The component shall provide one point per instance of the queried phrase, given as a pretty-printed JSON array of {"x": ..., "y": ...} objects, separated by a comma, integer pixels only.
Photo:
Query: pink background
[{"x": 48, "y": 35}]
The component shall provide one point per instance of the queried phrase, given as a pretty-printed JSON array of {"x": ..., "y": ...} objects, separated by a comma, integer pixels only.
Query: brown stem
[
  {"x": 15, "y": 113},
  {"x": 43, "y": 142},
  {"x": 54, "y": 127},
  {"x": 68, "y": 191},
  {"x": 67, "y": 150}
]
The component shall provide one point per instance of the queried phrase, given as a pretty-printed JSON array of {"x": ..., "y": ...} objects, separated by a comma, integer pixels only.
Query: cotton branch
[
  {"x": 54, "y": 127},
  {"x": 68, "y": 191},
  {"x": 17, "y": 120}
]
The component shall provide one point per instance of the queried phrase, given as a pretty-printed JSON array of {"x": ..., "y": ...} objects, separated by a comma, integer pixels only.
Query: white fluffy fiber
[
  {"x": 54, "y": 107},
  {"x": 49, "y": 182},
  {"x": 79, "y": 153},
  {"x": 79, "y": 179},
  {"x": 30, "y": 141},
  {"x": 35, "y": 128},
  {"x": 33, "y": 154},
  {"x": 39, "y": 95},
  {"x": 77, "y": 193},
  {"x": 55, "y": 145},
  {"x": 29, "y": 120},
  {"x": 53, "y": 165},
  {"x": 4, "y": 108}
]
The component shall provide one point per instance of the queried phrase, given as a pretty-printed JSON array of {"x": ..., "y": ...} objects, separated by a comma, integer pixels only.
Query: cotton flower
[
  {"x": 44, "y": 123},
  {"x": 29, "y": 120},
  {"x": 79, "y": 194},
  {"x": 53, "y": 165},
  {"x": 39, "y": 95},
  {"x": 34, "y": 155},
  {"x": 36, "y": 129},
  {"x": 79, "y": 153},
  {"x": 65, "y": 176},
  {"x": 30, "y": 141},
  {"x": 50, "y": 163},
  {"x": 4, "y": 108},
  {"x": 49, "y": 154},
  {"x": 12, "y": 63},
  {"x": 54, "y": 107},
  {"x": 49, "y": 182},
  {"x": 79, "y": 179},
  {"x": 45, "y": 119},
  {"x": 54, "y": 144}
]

▸ **Directions for this task**:
Could you filter the material above down to only the lines that contain the string "cotton"?

▸ **Finished exercise**:
Query: cotton branch
Query: cotton flower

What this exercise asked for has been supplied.